Reading text
At a time when marketers are still debating the long-term implications of generative AI, consumers have already moved ahead. That was one of the clearest messages from a session featuring Publicis Media Chief Commerce Officer Steve Ricketts and Diageo’s Global Digital Commerce Experience Director (Pras) Prasanna Kumar at The Marketing Society’s Navigate Now and Next event in London 2026.

The discussion explored how AI is reshaping the shopping journey in real time, from discovery and consideration through to purchase, and what brands need to do to remain visible, understandable and ultimately chosen in an increasingly AI-mediated world.

Consumers Are Already Shopping with AI

Ricketts argued that one of the most significant behavioural changes is the shift from “keywords to conversations”, with consumers moving away from isolated search terms towards ongoing, contextual interactions with AI tools. He warned that brands now risk being “abstracted behind underlying consumer needs” as AI assistants increasingly become the interface between consumers and products. This is happening in LLMs like ChatGPT and retailers like Amazon Rufus.

Ricketts also stressed that marketers need to distinguish between two emerging behaviours: AI-assisted shopping and agentic shopping.

“There’s AI-assisted shopping, helping you through the journey from validation, or from discovery, from research and through to the purchase,” he said. “And then there’s agentic shopping, where you actually have an agent buy on your behalf.”

Drawing on Publicis Commerce’s How Shoppers Shop research, he highlighted the growing role AI is already playing in grocery shopping, a category traditionally slower to digitise. “Four in ten shoppers are already using generative AI in their shopping journey, and 88% of those users trust it,” he said. “Two in three AI users are switching brands in the aisle after using their phone, which is twice as much as people not using AI.”

The Rise of AI-Mediated Commerce

For Pras, the implications go far beyond search behaviour. He described AI as “compressing” what were once distinct stages of the path to purchase into a single moment of decision-making.

“AI is already becoming your first moment of truth,” he said. “If your brand is not showing up, you may not even be considered.”

Task set
1. Reproduce everything in the AI shopping article from "Consumers Are Already" down to "and agentic shopping.", word for word.
2. Decide whether each statement agrees with the AI shopping article: (a) Ricketts said four in ten shoppers already use generative AI in their shopping journey; (b) the session took place at an event in Paris; (c) Pras described AI as spreading the path to purchase across more separate stages. Answer yes or no for each, and quote the deciding words of the article.
3. Continue the article on AI and shopping, starting right after its final sentence.
You will not need the records.

Recorded information
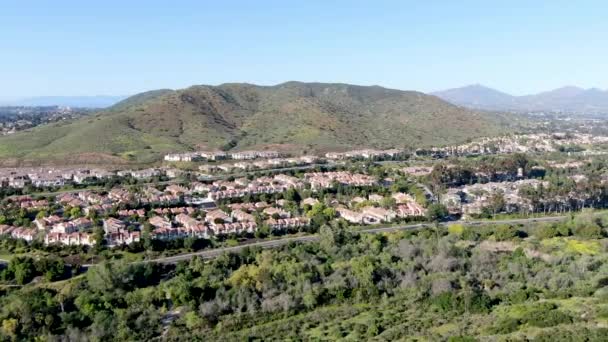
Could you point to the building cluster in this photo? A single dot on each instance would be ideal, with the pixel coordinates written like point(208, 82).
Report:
point(323, 180)
point(405, 206)
point(520, 143)
point(219, 155)
point(47, 176)
point(264, 164)
point(364, 154)
point(172, 212)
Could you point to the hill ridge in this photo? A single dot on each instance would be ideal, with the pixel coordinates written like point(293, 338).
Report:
point(293, 116)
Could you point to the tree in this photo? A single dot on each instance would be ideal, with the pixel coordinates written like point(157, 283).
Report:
point(437, 212)
point(292, 195)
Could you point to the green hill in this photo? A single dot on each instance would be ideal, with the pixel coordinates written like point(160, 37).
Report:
point(294, 116)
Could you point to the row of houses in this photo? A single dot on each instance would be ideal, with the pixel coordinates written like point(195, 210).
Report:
point(219, 155)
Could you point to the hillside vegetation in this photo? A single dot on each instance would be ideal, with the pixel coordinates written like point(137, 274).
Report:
point(298, 117)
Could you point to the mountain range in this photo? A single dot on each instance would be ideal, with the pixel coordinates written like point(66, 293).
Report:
point(567, 99)
point(294, 116)
point(99, 101)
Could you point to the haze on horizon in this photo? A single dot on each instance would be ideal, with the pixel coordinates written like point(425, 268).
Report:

Results for the exercise
1.
Consumers Are Already Shopping with AI

Ricketts argued that one of the most significant behavioural changes is the shift from “keywords to conversations”, with consumers moving away from isolated search terms towards ongoing, contextual interactions with AI tools. He warned that brands now risk being “abstracted behind underlying consumer needs” as AI assistants increasingly become the interface between consumers and products. This is happening in LLMs like ChatGPT and retailers like Amazon Rufus.

Ricketts also stressed that marketers need to distinguish between two emerging behaviours: AI-assisted shopping and agentic shopping.

2.
(a) Yes: "Four in ten shoppers are already using generative AI in their shopping journey"
(b) No: "at The Marketing Society’s Navigate Now and Next event in London 2026"
(c) No: "He described AI as “compressing” what were once distinct stages of the path to purchase into a single moment of decision-making."

3.
Using Diageo’s ready-to-drink cocktail category as an example, Pras explained how consumers are no longer searching through traditional product terminology. Instead, they are prompting AI with contextual requests such as “a cocktail for a summer barbecue” or “something for a house party”, with AI interpreting those occasions and recommending products accordingly.

That shift, he argued, means brands need to rethink how products are described and structured online. “It’s no longer just about visibility,” Pras said. “It’s about whether your product is understandable by AI.”

From Findable to Choosable

The session also explored the emergence of retailer-owned AI assistants such as Amazon’s Rufus and Walmart’s Sparky, as well as the rise of “agentic commerce”, where AI tools begin making purchasing decisions on behalf of consumers.

While both speakers agreed that fully autonomous purchasing remains at an early stage, they argued that delegated decision-making is already happening. Pras pointed to three future requirements for brands: products must be “findable”, “recommendable” and ultimately “choosable” by AI agents.

The panel ended with a clear call for marketers to focus less on AI hype and more on understanding how behaviour is changing within their own categories.

“Consumers are ahead of a lot of businesses in their adoption of AI,” said Ricketts. “The key thing is understanding what’s happening in your category, then deciding what you’re going to do about it.”